Blair further claimed that he had believed his top legal officer would change his position on whether a second UN resolution, justifying force, was needed.

Chilcot repeated his earlier statement that the panel was ‘disappointed’ that the government would not allow the public release of statements Blair made in July 2002 to Bush and the then US Defence Secretary Rumsfeld, despite the panel being allowed to see them.

Blair said that he was ‘not going to hide behind the cabinet secretary’ and paraphrased the note, saying he had told Bush: ‘You can count on us, we are going to be with you in tackling this, but there are the difficulties.’

Blair said that the message he wanted to get across was ‘whatever the political heat, if I think this is the right thing to do I am going to be with you, I am not going to back out if the going gets tough. On the other hand, here are the difficulties and the UN route is the right way to go’.

He told the Inquiry he ‘would be astonished’ if his cabinet had not known military preparations were under way in 2003.

■ Data extract ■
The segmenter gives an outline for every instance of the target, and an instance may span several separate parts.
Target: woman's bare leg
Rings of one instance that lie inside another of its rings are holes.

* * *

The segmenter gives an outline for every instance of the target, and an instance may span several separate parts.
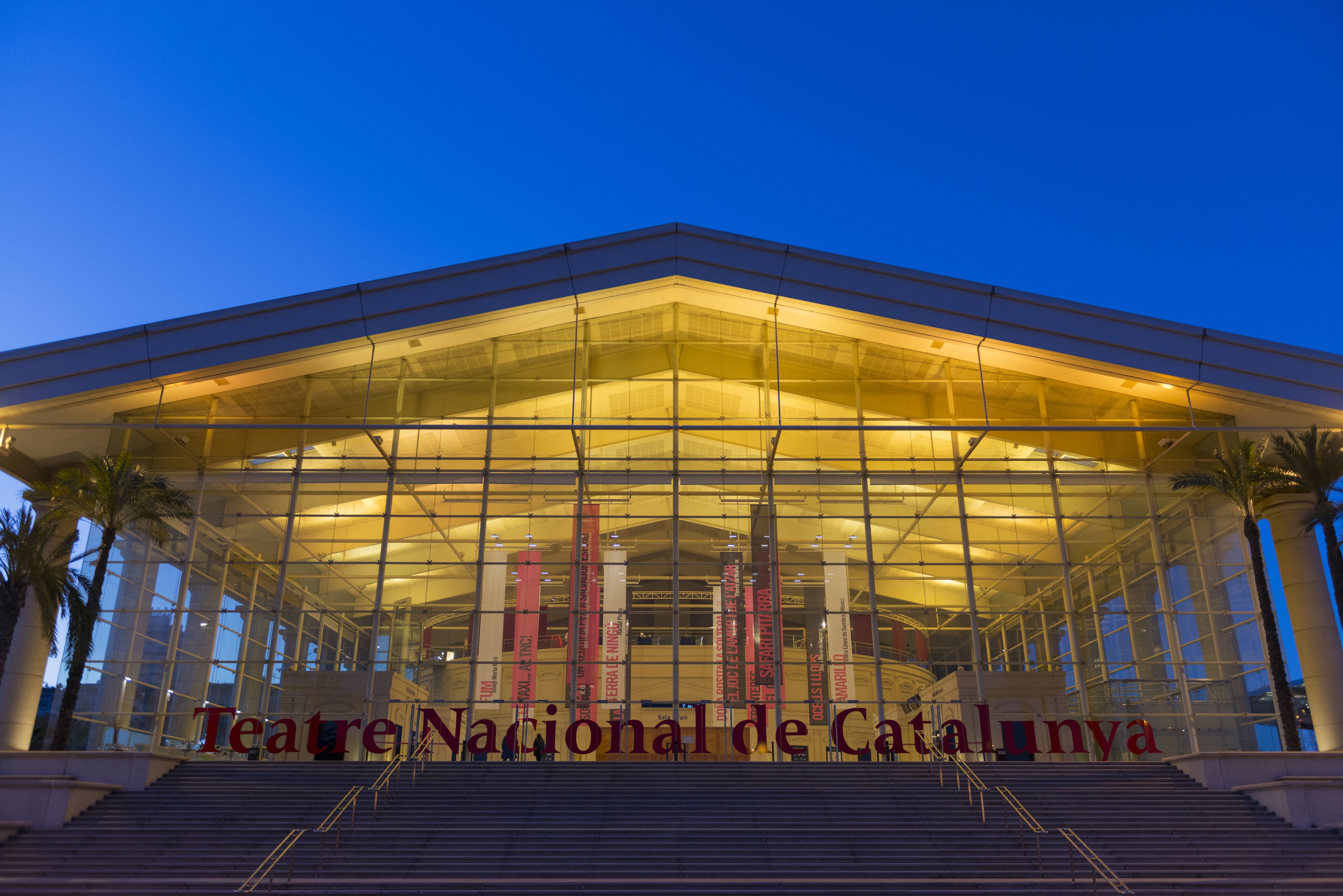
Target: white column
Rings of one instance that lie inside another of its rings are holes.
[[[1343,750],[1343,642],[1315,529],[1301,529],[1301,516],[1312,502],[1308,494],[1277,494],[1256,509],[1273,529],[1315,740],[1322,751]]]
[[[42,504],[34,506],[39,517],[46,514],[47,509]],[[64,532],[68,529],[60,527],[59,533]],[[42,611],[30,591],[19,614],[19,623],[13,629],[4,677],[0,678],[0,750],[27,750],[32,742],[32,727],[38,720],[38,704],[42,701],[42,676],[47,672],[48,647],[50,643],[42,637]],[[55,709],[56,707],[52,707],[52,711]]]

■ Written problem A ■
Rewrite the passage on Blair's inquiry testimony, everything from "Blair further claimed" down to "force, was needed.", putting "chief legal adviser" in place of "top legal officer".
■ Written problem B ■
Answer these questions from the passage on Blair's inquiry testimony:
(i) Besides Bush, who received statements from Blair in July 2002?
(ii) What word did Chilcot use for the panel's reaction to the government blocking public release of those statements?
(iii) In which year did Blair say he would be astonished if his cabinet had not known military preparations were under way?

■ Worked answer A ■
Blair further claimed that he had believed his chief legal adviser would change his position on whether a second UN resolution, justifying force, was needed.

■ Worked answer B ■
(i) Rumsfeld, the then US Defence Secretary.
(ii) 'Disappointed.'
(iii) 2003.